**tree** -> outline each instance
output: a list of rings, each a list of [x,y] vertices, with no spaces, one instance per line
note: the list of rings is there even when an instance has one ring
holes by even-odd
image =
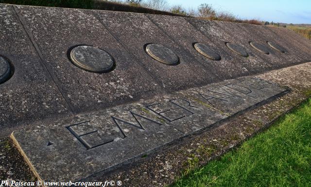
[[[214,8],[211,5],[207,3],[203,3],[199,5],[198,7],[199,16],[202,17],[212,18],[216,16],[216,12]]]
[[[175,5],[170,10],[172,13],[179,14],[182,16],[187,16],[187,12],[184,10],[181,5]]]
[[[126,0],[126,2],[132,5],[138,6],[142,0]]]
[[[166,0],[149,0],[145,6],[152,9],[164,11],[167,10],[168,3]]]

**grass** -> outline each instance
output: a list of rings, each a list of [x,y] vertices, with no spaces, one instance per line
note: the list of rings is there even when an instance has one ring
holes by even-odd
[[[311,187],[311,99],[239,148],[187,171],[171,187]]]
[[[287,28],[301,34],[306,38],[311,39],[311,27],[288,26]]]
[[[49,6],[83,9],[110,10],[139,13],[182,16],[169,12],[151,9],[140,6],[125,4],[121,1],[104,0],[0,0],[0,3]]]

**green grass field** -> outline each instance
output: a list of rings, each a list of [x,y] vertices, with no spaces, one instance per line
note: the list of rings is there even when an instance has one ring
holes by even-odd
[[[311,27],[288,26],[287,28],[309,39],[311,39]]]
[[[311,187],[311,99],[172,187]]]

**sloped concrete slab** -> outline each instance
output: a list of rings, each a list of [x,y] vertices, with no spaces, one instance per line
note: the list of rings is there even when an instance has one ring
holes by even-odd
[[[70,108],[11,5],[0,4],[0,56],[11,66],[9,79],[0,84],[0,137],[24,123],[69,115]]]
[[[168,37],[147,16],[109,11],[91,12],[168,91],[179,91],[219,80],[212,71],[205,68],[201,62]],[[179,57],[179,64],[168,66],[151,58],[144,50],[144,46],[150,43],[160,44],[170,49]]]
[[[287,91],[242,78],[44,124],[11,138],[39,179],[77,181],[158,151]]]
[[[163,92],[159,84],[94,16],[81,10],[17,7],[51,73],[58,80],[64,97],[75,113]],[[80,45],[92,46],[108,53],[115,61],[114,69],[109,73],[95,73],[75,66],[68,53]]]

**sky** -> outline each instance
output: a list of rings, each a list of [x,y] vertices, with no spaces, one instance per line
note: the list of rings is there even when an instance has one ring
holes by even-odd
[[[311,0],[167,0],[171,5],[197,9],[201,3],[242,18],[286,23],[311,24]]]

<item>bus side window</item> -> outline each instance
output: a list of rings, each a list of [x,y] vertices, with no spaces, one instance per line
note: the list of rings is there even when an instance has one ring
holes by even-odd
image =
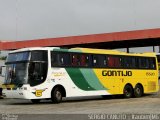
[[[80,65],[82,67],[88,67],[89,66],[89,55],[82,54],[80,56]]]
[[[150,58],[149,59],[149,63],[150,63],[150,65],[149,65],[149,67],[150,67],[150,69],[156,69],[156,60],[155,60],[155,58]]]
[[[72,66],[80,66],[80,55],[72,54]]]
[[[148,69],[149,68],[149,59],[146,57],[139,58],[139,68],[140,69]]]
[[[70,66],[70,54],[60,53],[58,56],[58,62],[60,66]]]
[[[58,54],[56,53],[51,53],[51,66],[54,67],[54,66],[58,66]]]
[[[122,58],[119,56],[108,56],[108,67],[121,68]]]

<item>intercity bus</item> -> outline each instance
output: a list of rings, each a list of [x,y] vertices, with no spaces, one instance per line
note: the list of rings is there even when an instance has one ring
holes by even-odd
[[[156,55],[157,55],[159,78],[160,78],[160,53],[157,53]]]
[[[23,48],[9,53],[3,95],[38,103],[63,97],[124,95],[159,90],[155,53],[59,47]]]

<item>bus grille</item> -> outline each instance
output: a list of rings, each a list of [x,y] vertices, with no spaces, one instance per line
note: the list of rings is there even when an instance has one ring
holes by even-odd
[[[156,90],[156,82],[149,81],[148,82],[148,91],[155,91]]]

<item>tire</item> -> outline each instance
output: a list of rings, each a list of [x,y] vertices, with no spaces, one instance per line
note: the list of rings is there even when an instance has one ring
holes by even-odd
[[[134,96],[135,97],[141,97],[143,95],[143,88],[141,85],[136,85],[134,88]]]
[[[133,96],[133,88],[130,85],[126,85],[123,90],[123,95],[125,98],[131,98]]]
[[[53,89],[51,93],[51,100],[54,103],[60,103],[62,102],[62,91],[58,87]]]
[[[31,102],[34,104],[40,103],[40,99],[31,99]]]

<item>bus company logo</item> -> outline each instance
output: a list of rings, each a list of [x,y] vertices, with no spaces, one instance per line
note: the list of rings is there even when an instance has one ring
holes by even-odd
[[[65,76],[65,72],[53,72],[52,75],[53,75],[54,77]]]
[[[103,70],[102,76],[132,76],[132,71]]]
[[[47,88],[46,88],[46,89],[47,89]],[[35,94],[36,97],[41,97],[41,96],[42,96],[42,93],[43,93],[46,89],[36,90],[35,92],[32,92],[32,93]]]

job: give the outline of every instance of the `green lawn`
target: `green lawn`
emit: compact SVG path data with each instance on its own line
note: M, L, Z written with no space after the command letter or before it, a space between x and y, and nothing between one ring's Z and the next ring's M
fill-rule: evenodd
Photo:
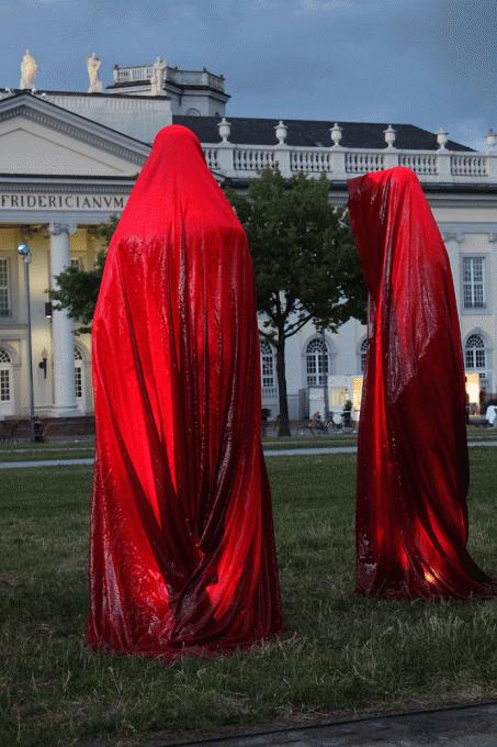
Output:
M472 449L471 550L497 576L497 448ZM352 597L355 457L269 459L291 635L173 666L82 646L91 469L0 471L5 747L497 698L497 602Z

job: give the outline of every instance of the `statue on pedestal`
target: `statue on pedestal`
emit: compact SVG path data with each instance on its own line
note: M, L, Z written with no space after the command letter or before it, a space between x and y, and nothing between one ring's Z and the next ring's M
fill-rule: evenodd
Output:
M163 83L166 81L167 63L165 59L157 57L154 63L153 74L150 76L151 94L161 96L163 92Z
M102 60L95 55L94 52L87 57L87 70L88 77L90 78L89 93L99 93L102 90L102 81L99 80L99 70L102 65Z
M26 49L24 57L21 60L21 82L19 88L34 88L34 79L36 78L36 63L30 49Z

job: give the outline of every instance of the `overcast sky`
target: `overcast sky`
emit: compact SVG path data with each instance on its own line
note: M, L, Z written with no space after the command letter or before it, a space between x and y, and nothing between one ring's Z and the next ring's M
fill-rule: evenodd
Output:
M88 90L86 57L157 55L226 77L233 116L408 122L481 147L497 130L497 0L0 0L0 87L25 48L39 90Z

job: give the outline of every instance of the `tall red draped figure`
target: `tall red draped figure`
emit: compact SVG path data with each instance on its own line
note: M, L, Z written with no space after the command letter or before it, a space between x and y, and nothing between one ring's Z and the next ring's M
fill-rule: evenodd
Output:
M185 127L129 196L92 341L87 644L169 660L281 633L251 258Z
M409 169L349 181L349 211L370 292L357 592L489 595L497 587L466 550L464 368L445 247Z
^^^^^^^^
Quote every record above exactly, leaving out the pictures.

**tree** -> outline each instance
output: a list of rings, each a list of [x,y] vertices, with no spaces, one instance per line
note: the list of rings is there even when an instance has one ring
holes by even-odd
image =
[[[214,8],[211,5],[207,3],[203,3],[199,5],[198,7],[199,16],[202,17],[212,18],[216,16],[216,12]]]
[[[175,5],[170,10],[172,13],[179,14],[182,16],[187,16],[187,12],[184,10],[181,5]]]
[[[126,0],[126,2],[132,5],[138,6],[142,0]]]
[[[166,0],[149,0],[145,6],[152,9],[164,11],[167,10],[168,3]]]

**grass** -> outline each instance
output: a list of rings, each a list of [x,y] vertices, with no spaces, one instance per line
note: the list of rings is there even when an instance has one ring
holes by even-odd
[[[311,187],[311,99],[239,148],[187,171],[171,187]]]
[[[287,28],[301,34],[306,38],[311,39],[311,27],[288,26]]]
[[[49,6],[83,9],[110,10],[139,13],[182,16],[169,12],[151,9],[140,6],[125,4],[121,1],[104,0],[0,0],[0,3]]]

**green grass field** -> outline each instance
output: a list of rings, each a list of [x,y] vertices, with no spaces, one instance per line
note: the list of rings is there even when an instance has one ring
holes by even-odd
[[[311,27],[288,26],[287,28],[309,39],[311,39]]]
[[[311,187],[311,99],[172,187]]]

**sloped concrete slab** -> outline each instance
output: a list of rings, each a list of [x,y] vertices, with no spaces, one instance per line
note: the list of rings is there even when an instance has one ring
holes by even-odd
[[[70,108],[11,5],[0,4],[0,56],[11,66],[9,79],[0,84],[0,137],[24,123],[69,115]]]
[[[168,37],[147,16],[109,11],[91,12],[168,91],[179,91],[219,80],[212,71],[205,68],[201,62]],[[179,57],[179,64],[168,66],[151,58],[144,50],[144,46],[150,43],[160,44],[170,49]]]
[[[287,91],[242,78],[44,124],[11,138],[39,179],[77,181],[158,151]]]
[[[163,92],[159,84],[94,16],[81,10],[17,7],[51,73],[58,80],[64,97],[75,113]],[[80,45],[92,46],[108,53],[115,61],[114,69],[109,73],[95,73],[75,66],[68,53]]]

**sky** -> outline each instance
output: a list of rings, each a list of [x,y] vertices, with no spaces, one instance per line
note: the list of rings is there even when an instance has one ring
holes by even-odd
[[[311,0],[167,0],[171,5],[197,9],[201,3],[242,18],[286,23],[311,24]]]

<item>bus side window</item> -> outline each instance
output: a list of rings, each a list of [x,y] vertices, with no spaces, one instance per line
note: the list of rings is there even when an instance has one ring
holes by even-odd
image =
[[[80,65],[82,67],[88,67],[89,66],[89,55],[82,54],[80,56]]]
[[[150,58],[149,59],[149,63],[150,63],[150,65],[149,65],[149,67],[150,67],[150,69],[156,69],[156,60],[155,60],[155,58]]]
[[[72,66],[80,66],[80,55],[72,54]]]
[[[148,69],[149,68],[149,59],[146,57],[139,58],[139,68],[140,69]]]
[[[70,66],[70,54],[60,53],[58,56],[58,62],[60,66]]]
[[[58,54],[56,53],[51,53],[51,66],[54,67],[54,66],[58,66]]]
[[[122,58],[119,56],[108,56],[108,67],[121,68]]]

<item>intercity bus</item> -> outline each instance
output: a list of rings, each a list of [x,y] vertices, with no spaces, one instance per line
note: the list of rings is there even when an instance has one ring
holes by even-odd
[[[156,55],[157,55],[159,78],[160,78],[160,53],[157,53]]]
[[[23,48],[9,53],[3,95],[38,103],[63,97],[124,95],[159,90],[155,53],[59,47]]]

<item>bus grille</item> -> outline each instance
output: a list of rings, each a list of [x,y] vertices, with no spaces, one instance per line
note: the list of rings is there even when an instance has one ring
holes by even-odd
[[[156,90],[156,82],[149,81],[148,82],[148,91],[155,91]]]

<item>tire</item> -> outline each instance
output: a list of rings, each a list of [x,y] vertices, with no spaces, one instance per line
note: the list of rings is there even when an instance has one ring
holes by even-odd
[[[134,96],[135,97],[141,97],[143,95],[143,88],[141,85],[136,85],[134,88]]]
[[[133,96],[133,88],[130,85],[126,85],[123,90],[123,95],[125,98],[131,98]]]
[[[53,89],[51,93],[51,100],[54,103],[60,103],[62,102],[62,91],[58,87]]]
[[[31,102],[34,104],[40,103],[40,99],[31,99]]]

<item>bus company logo</item> -> outline each instance
output: a list of rings, each a list of [x,y] vertices, with no spaces, one instance per line
note: the list of rings is there even when an instance has one ring
holes by even-odd
[[[65,76],[65,72],[53,72],[52,75],[53,75],[54,77]]]
[[[103,70],[102,76],[132,76],[132,71]]]
[[[47,88],[46,88],[46,89],[47,89]],[[35,94],[36,97],[41,97],[41,96],[42,96],[42,93],[43,93],[46,89],[36,90],[35,92],[32,92],[32,93]]]

job: give the outline of every instance of the `green lawn`
target: `green lawn`
emit: compact SVG path data with each instance on its own line
note: M, L, Z written with no space after the command letter or before it, a space between x and y, and nothing between one ring's Z and the next ring's M
fill-rule: evenodd
Photo:
Output:
M472 449L471 550L497 576L497 448ZM352 597L355 457L269 459L291 635L173 666L82 646L91 469L0 471L5 747L497 698L497 602Z

job: give the outline of every instance of the `statue on pedestal`
target: `statue on pedestal`
emit: compact SVG path data with each instance on its own line
note: M, L, Z written with no space after the command letter or before it, a space between x and y, and nothing between one ring's Z and the next ring's M
fill-rule: evenodd
Output:
M163 83L166 81L167 63L165 59L157 57L154 63L153 74L150 76L151 94L161 96L163 92Z
M102 60L95 55L94 52L87 57L87 70L88 77L90 78L89 93L99 93L102 90L102 81L99 80L99 70L102 65Z
M26 49L24 57L21 60L21 82L19 88L34 88L34 79L36 78L36 63L30 49Z

job: give the outline of every instance of the `overcast sky`
target: `overcast sky`
emit: compact SVG path data with each instance on its own line
note: M, L, Z written with no space after the command letter or before it, a space between x and y, and nothing between one ring's Z and the next ring's M
fill-rule: evenodd
Output:
M88 90L86 57L157 55L226 77L233 116L408 122L481 147L497 130L497 0L0 0L0 87L25 48L39 90Z

job: give the outline of every instance of the `tall red draped figure`
target: `tall red draped figure`
emit: compact SVG path data with each instance on its own line
note: M, L, Z written with no space after the command letter or before it, a space between x and y, and nothing between one ring's Z and the next ring's M
fill-rule: evenodd
Output:
M185 127L129 196L92 341L87 644L169 660L281 633L251 258Z
M409 169L349 181L349 211L370 292L357 592L489 595L497 587L466 550L464 368L445 247Z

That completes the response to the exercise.